### Passage provided

Question 1
Topic – ALV: 4.5
A particle of mass 1.6 kg is dropped from a height of 9 m above horizontal ground. The speed of the particle at the instant before hitting the ground is $12 \ ms^{-1}$.
Find the work done against air resistance.
▶️Answer/Explanation
Solution :-
\begin{align*}
12^2 &= 2 \times 9 \times a \quad \text{OR} \quad a = 8 \\
1.6g – R &= 1.6a \\
\text{WD} &= 3.2 \times 9 = 28.8 \text{ J} \\
(\text{KE}) &= \frac{1}{2} \times 1.6 \times 12^2 \quad \text{OR} \quad 115.2 \\
(\text{Loss of PE}) &= \pm 1.6g \times 9 \quad \text{OR} \quad \pm 144 \\
\text{WD} &= 28.8 \text{ J}
\end{align*}
Question 2
Topic – ALV: 4.3
Two particles A and B, of masses 3.2 kg and 2.4 kg respectively, lie on a smooth horizontal table.
A moves towards B with a speed of $v \ ms^{-1}$ and collides with B, which is moving towards A with a speed of $6 \ ms^{-1}$. In the collision the two particles come to rest.
(a) Find the value of $v$.
(b) Find the loss of kinetic energy of the system due to the collision.
▶️Answer/Explanation
Solution :-
(a)\begin{align*}
\pm[3.2v + 2.4 \times (-6)] &= 0 \\
v &= 4.5
\end{align*}
(b)\begin{align*}
\text{KE} &= \pm \frac{1}{2} \times 3.2 \times (4.5)^2 \quad \text{OR} \quad \pm \frac{1}{2} \times 2.4 \times 6^2 \\
\text{KE}_\text{loss} &= 75.6 \text{ J}
\end{align*}
Question 3
Topic – ALV: 4.1
Coplanar forces of magnitudes 30N, 15N, 33N and PN act at a point in the directions shown in the diagram, where $\tan~\alpha=\frac{4}{3}$. The system is in equilibrium.

### Records supplied
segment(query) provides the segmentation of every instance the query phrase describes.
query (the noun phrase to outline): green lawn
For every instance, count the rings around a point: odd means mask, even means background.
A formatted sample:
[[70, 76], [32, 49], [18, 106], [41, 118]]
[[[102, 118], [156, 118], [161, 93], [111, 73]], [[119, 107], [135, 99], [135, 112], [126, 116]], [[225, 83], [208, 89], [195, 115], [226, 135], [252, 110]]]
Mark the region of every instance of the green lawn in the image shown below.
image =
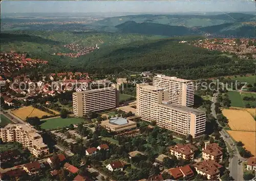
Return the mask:
[[238, 76], [237, 77], [232, 77], [231, 79], [233, 80], [237, 80], [240, 82], [247, 82], [247, 83], [251, 84], [252, 85], [256, 82], [256, 76], [255, 75], [247, 77], [240, 77], [240, 76]]
[[[241, 95], [241, 96], [242, 97], [242, 99], [245, 97], [253, 97], [254, 98], [256, 98], [256, 93], [242, 93], [242, 94]], [[244, 105], [246, 105], [247, 104], [250, 104], [251, 106], [255, 106], [255, 101], [245, 101], [243, 100], [243, 102], [244, 103]]]
[[238, 92], [229, 91], [227, 94], [231, 101], [231, 106], [244, 107], [243, 100]]
[[7, 124], [10, 123], [11, 120], [4, 115], [1, 115], [1, 127], [4, 127]]
[[70, 124], [77, 124], [84, 120], [77, 118], [62, 119], [57, 118], [42, 121], [44, 122], [41, 124], [41, 128], [45, 129], [55, 129], [68, 126]]
[[130, 98], [133, 98], [133, 96], [127, 95], [127, 94], [119, 94], [119, 101], [126, 101]]
[[109, 137], [102, 137], [101, 138], [101, 140], [109, 141], [113, 144], [115, 144], [116, 145], [119, 145], [118, 141], [117, 140], [114, 140], [112, 138]]

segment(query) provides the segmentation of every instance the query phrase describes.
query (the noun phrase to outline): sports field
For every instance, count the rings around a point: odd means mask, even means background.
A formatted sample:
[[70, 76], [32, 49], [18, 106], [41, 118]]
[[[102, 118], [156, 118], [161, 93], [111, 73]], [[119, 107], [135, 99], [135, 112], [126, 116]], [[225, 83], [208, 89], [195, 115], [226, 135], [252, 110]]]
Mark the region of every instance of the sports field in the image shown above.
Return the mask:
[[253, 85], [253, 83], [256, 82], [256, 76], [237, 76], [237, 77], [232, 77], [231, 78], [233, 80], [237, 80], [240, 82], [247, 82], [248, 84]]
[[244, 144], [244, 148], [250, 151], [253, 155], [256, 155], [256, 132], [228, 130], [227, 132], [236, 141], [241, 141]]
[[6, 117], [5, 115], [2, 114], [1, 115], [1, 127], [3, 127], [7, 124], [10, 123], [11, 122], [11, 120], [10, 120], [10, 119], [7, 117]]
[[228, 120], [228, 125], [232, 130], [255, 131], [255, 121], [247, 111], [223, 109], [222, 114], [227, 117]]
[[70, 124], [78, 124], [84, 121], [83, 120], [77, 118], [66, 118], [62, 119], [61, 118], [56, 118], [49, 119], [46, 120], [41, 121], [44, 122], [41, 124], [41, 128], [45, 129], [55, 129], [61, 128], [65, 126], [68, 126]]
[[[58, 112], [52, 111], [56, 112], [56, 114], [59, 114]], [[16, 116], [16, 117], [20, 118], [23, 120], [25, 120], [26, 118], [28, 117], [37, 117], [39, 118], [41, 118], [43, 116], [53, 116], [53, 115], [50, 114], [48, 112], [44, 112], [41, 110], [35, 108], [32, 106], [24, 107], [20, 108], [18, 109], [14, 110], [11, 111], [11, 112]]]
[[244, 104], [239, 92], [229, 91], [227, 94], [231, 101], [231, 106], [244, 107]]

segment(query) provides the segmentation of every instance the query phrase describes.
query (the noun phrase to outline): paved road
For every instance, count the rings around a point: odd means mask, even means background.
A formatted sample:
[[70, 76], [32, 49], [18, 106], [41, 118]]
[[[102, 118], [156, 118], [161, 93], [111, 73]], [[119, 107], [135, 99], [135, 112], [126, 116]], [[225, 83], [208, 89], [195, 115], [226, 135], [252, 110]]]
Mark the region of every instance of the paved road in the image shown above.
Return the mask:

### Exercise
Copy the passage of the worked mechanics questions that starts at the words "A moves towards" and ends with "to the collision.". The entries play no role in this exercise.

### Problem solution
A moves towards B with a speed of $v \ ms^{-1}$ and collides with B, which is moving towards A with a speed of $6 \ ms^{-1}$. In the collision the two particles come to rest.
(a) Find the value of $v$.
(b) Find the loss of kinetic energy of the system due to the collision.